# loading conf files to a memory image dynamically



## aloha808 (Jan 4, 2013)

Can anyone help with some boot time "mod" configuration issues I'm having?  I have a FreeBSD 8.3 image on about xx machines with a common image file created from "tinybsd" which is booted as a root memory disk.

The generic mfsroot.gz file and the /boot directory is on the root partition on a disk at boot time.

I have a /rc.d/load_config file in that generic image, which at boot time (REQUIRE root, BEFORE hostid_save,
hostname, FILESYSTEMS, <and a bunch of network related items>):
	A)  mounts mfid0d
	B)  loops through a config.conf file copying files from the physical config disk (mfid0d) to the
		appropriate files locations such as /etc/ntp.conf, and /etc/resolv.conf, and most importantly
/etc/rc.conf on the memory disk
	C)  umounts the mfid0d drive
	C)  Set _rc_conf_loaded=false
	D)  load_rc_conf 'xxx'

The idea is that at boot time, the generic image starts to boot, copies at the last instant all the required variable configuration files, flags that the rc.conf file is not loaded, then has the system reload the rc.conf file and continues on the boot process. Thus keeping a generic image with a separate configuration partition.

------------------------

• **To-do list**
A – Answer these questions about the forum post:
(i) Which FreeBSD version runs on the machines?
(ii) What was the common image file created from?
(iii) Which drive does the load_config script mount and later unmount?
B – Copy the forum post from "## aloha808 (Jan" to "at boot time.", renaming "tinybsd" to "nanobsd" throughout.

------------------------

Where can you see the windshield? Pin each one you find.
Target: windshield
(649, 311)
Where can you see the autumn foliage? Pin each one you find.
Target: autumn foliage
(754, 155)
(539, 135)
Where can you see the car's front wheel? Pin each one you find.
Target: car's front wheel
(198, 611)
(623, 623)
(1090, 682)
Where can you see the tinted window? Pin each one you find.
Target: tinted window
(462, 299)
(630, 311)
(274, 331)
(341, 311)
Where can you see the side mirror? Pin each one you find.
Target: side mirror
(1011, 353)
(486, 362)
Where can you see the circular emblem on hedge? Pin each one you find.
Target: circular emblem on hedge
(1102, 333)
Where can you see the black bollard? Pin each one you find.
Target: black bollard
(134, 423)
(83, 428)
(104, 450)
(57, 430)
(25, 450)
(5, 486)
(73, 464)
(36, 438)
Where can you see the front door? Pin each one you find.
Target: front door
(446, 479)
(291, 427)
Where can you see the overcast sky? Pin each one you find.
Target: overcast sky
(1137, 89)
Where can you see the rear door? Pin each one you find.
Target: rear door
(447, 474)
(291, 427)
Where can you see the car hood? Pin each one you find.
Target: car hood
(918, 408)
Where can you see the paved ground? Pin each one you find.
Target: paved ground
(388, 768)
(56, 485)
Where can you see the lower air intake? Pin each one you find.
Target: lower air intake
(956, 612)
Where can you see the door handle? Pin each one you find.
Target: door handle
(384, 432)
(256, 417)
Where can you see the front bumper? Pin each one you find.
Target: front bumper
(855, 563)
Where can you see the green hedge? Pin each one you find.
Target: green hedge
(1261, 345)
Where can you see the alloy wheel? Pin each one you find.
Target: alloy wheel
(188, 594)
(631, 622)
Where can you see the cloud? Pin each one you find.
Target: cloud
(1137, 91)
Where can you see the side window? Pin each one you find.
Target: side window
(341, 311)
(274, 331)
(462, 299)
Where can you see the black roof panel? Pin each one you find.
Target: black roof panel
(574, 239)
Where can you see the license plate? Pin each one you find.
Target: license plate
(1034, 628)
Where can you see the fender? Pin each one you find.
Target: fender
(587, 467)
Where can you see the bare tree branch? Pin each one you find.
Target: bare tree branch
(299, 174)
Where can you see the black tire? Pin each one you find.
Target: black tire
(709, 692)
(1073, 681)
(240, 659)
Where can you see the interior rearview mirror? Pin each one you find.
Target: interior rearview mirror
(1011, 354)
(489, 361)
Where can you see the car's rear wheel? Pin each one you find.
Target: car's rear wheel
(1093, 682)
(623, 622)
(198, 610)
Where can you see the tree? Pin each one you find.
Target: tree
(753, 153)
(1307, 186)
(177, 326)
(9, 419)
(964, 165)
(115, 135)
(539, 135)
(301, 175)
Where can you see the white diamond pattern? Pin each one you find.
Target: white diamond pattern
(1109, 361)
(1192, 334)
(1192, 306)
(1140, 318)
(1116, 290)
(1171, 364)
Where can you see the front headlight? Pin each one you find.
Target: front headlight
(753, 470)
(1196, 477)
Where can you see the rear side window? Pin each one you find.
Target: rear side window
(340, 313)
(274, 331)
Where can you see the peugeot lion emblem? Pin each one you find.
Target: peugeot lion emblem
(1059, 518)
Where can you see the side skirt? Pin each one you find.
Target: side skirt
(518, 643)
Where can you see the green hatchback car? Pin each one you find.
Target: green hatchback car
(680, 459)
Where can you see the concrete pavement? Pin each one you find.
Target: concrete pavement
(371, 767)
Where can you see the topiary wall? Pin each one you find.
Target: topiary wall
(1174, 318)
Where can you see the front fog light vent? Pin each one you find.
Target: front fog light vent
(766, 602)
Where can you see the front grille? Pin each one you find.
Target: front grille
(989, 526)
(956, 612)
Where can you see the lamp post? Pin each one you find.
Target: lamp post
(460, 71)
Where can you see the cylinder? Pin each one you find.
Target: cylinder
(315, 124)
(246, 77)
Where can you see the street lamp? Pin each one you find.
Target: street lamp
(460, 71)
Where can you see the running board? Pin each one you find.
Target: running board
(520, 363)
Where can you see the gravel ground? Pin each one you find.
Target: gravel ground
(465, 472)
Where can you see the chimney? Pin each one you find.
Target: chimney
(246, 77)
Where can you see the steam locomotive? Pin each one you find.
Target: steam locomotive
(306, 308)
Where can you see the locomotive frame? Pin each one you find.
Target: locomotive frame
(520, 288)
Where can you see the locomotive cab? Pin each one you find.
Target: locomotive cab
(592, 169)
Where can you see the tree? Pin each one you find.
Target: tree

------------------------

• **Complete answers**
A –
(i) FreeBSD 8.3
(ii) tinybsd
(iii) mfid0d

B –
## aloha808 (Jan 4, 2013)

Can anyone help with some boot time "mod" configuration issues I'm having?  I have a FreeBSD 8.3 image on about xx machines with a common image file created from "nanobsd" which is booted as a root memory disk.

The generic mfsroot.gz file and the /boot directory is on the root partition on a disk at boot time.